■ Problem description ■
Please count the lines in the material below that contain the string "leaf", matching case exactly. Give only the number.

··· The input ···

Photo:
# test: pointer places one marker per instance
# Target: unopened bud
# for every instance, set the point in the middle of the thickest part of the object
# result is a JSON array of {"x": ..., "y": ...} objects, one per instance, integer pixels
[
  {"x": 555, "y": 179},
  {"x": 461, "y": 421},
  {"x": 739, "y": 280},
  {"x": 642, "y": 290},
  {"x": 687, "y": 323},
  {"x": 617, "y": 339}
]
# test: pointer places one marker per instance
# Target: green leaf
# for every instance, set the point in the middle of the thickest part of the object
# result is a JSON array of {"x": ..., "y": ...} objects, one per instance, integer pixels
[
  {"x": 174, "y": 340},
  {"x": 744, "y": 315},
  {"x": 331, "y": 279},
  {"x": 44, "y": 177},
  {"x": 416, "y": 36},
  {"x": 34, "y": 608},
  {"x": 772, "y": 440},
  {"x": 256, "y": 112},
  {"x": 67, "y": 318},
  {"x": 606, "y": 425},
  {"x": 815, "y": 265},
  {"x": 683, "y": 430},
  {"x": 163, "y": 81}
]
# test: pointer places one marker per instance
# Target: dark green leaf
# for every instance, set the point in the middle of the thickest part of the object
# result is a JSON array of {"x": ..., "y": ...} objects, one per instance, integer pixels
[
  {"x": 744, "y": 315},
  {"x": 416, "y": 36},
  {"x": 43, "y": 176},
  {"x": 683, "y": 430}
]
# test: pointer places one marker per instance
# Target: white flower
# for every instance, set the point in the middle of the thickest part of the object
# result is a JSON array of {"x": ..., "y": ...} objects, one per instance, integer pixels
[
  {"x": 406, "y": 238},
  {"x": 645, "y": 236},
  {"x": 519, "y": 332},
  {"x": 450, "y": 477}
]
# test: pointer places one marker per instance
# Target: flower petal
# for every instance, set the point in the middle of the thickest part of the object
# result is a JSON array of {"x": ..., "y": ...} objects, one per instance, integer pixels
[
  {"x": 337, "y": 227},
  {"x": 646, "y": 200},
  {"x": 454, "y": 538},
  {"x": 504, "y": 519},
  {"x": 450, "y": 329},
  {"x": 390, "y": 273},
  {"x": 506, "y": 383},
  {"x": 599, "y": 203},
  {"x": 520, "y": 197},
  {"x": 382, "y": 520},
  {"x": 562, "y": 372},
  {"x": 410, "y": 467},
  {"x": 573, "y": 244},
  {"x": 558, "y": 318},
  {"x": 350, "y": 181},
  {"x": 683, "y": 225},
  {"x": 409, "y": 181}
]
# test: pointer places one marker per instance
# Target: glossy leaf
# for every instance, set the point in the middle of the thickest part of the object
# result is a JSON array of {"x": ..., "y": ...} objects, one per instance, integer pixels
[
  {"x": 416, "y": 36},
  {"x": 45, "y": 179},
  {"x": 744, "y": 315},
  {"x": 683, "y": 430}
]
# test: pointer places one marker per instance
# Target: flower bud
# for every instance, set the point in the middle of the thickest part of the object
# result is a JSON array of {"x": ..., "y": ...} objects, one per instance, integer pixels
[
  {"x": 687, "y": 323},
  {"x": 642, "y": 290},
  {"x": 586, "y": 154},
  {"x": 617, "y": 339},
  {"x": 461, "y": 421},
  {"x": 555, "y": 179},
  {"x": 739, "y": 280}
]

···

■ Worked answer ■
3